▸ Fragmento del documento:

----------

Por otra parte, la inseguridad alimentaria mundial, pese a su gravedad, no atrae la suficiente atención de la comunidad internacional. Según la Organización de la ONU para la Agricultura y la Alimentación (FAO), casi mil millones de personas padecen hambre y desnutrición en el mundo. El hambre ha aumentado vertiginosamente debido a la escasez de alimentos originada por decenios de falta de inversión en agricultura; por las políticas comerciales que fomentan la competencia desleal mediante la bajada de precios con la consiguiente ruina de los agricultores locales; por el cambio climático, que conduce a una mayor carencia de agua y degradación del suelo; por la presión del aumento de la población; y por la subida de los costes de generación de energía y la repentina demanda masiva de biocombustibles.

En muchos lugares, la crisis alimentaria se ha visto agravada por la discriminación y la manipulación política de la distribución de alimentos, por la obstrucción de una ayuda humanitaria muy necesaria, o por la inseguridad y el conflicto armado, que han impedido el desarrollo de la agricultura o han negado a la población el acceso a los recursos necesarios para producir o comprar comida. En Zimbabue, donde cinco millones de personas dependían de la ayuda alimentaria al final de 2008, el gobierno usó la distribución de alimentos como arma contra sus opositores políticos. En Corea del Norte, las autoridades restringieron deliberadamente la ayuda alimentaria para reprimir y mantener hambrienta a la población. En Darfur, las tácticas contrainsurgentes de «tierra arrasada» emprendidas por las fuerzas armadas sudanesas y las milicias yanyawid, progubernamentales, destruyeron el sustento y acabaron con la vida de muchas personas. En Sri Lanka, la población civil desplazada y atrapada por el conflicto en el norte del país estuvo privada de alimentos y otra asistencia humanitaria porque el grupo armado Tigres de Liberación de Eelam Tamil impedía a la gente abandonar la zona y porque el ejército srilankés no permitía el pleno acceso a la zona de las organizaciones de ayuda. Posiblemente uno de los casos más escandalosos de vulneración del derecho a la alimentación en 2008 fue la negativa, durante tres semanas, de las autoridades de Myanmar a autorizar la ayuda internacional que necesitaban con urgencia 2,4 millones de supervivientes del ciclón «Nargis», incluso a pesar de que el gobierno desvió sus propios recursos para financiar un referéndum viciado sobre una Constitución aún más viciada.

----------

▸ Extracto de datos:

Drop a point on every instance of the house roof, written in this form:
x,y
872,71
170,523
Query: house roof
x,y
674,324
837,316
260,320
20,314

----------

▸ Tareas a realizar:
(1) Extraiga del fragmento sobre la crisis alimentaria el tramo comprendido desde "Por otra parte, la" hasta "masiva de biocombustibles.".
(2) Indique si cada una de las siguientes afirmaciones concuerda con el fragmento sobre la crisis alimentaria, respondiendo sí o no y citando literalmente las palabras que lo determinan: (a) Según la FAO, casi mil millones de personas padecen hambre y desnutrición en el mundo. (b) En Zimbabue, diez millones de personas dependían de la ayuda alimentaria al final de 2008. (c) Las autoridades de Myanmar se negaron durante tres semanas a autorizar la ayuda internacional.
(3) Reformule en forma de lista el párrafo del fragmento sobre la crisis alimentaria que comienza con "Por otra parte, la inseguridad alimentaria mundial", conservando sus datos principales.
Los datos no tienen relevancia alguna para lo que aquí se solicita.

▸ Respuestas por tarea:
(1)
Por otra parte, la inseguridad alimentaria mundial, pese a su gravedad, no atrae la suficiente atención de la comunidad internacional. Según la Organización de la ONU para la Agricultura y la Alimentación (FAO), casi mil millones de personas padecen hambre y desnutrición en el mundo. El hambre ha aumentado vertiginosamente debido a la escasez de alimentos originada por decenios de falta de inversión en agricultura; por las políticas comerciales que fomentan la competencia desleal mediante la bajada de precios con la consiguiente ruina de los agricultores locales; por el cambio climático, que conduce a una mayor carencia de agua y degradación del suelo; por la presión del aumento de la población; y por la subida de los costes de generación de energía y la repentina demanda masiva de biocombustibles.

(2)
(a) Sí: "casi mil millones de personas padecen hambre y desnutrición en el mundo".
(b) No: "cinco millones de personas dependían de la ayuda alimentaria al final de 2008".
(c) Sí: "la negativa, durante tres semanas, de las autoridades de Myanmar a autorizar la ayuda internacional".

(3)
- La inseguridad alimentaria mundial es grave, pero no atrae la suficiente atención internacional.
- Según la FAO, casi mil millones de personas padecen hambre y desnutrición en el mundo.
- El hambre ha aumentado vertiginosamente por la escasez de alimentos, debida a:
  - decenios de falta de inversión en agricultura;
  - políticas comerciales que fomentan la competencia desleal bajando precios y arruinan a los agricultores locales;
  - el cambio climático, que causa mayor carencia de agua y degradación del suelo;
  - la presión del aumento de la población;
  - la subida de los costes de generación de energía y la repentina demanda masiva de biocombustibles.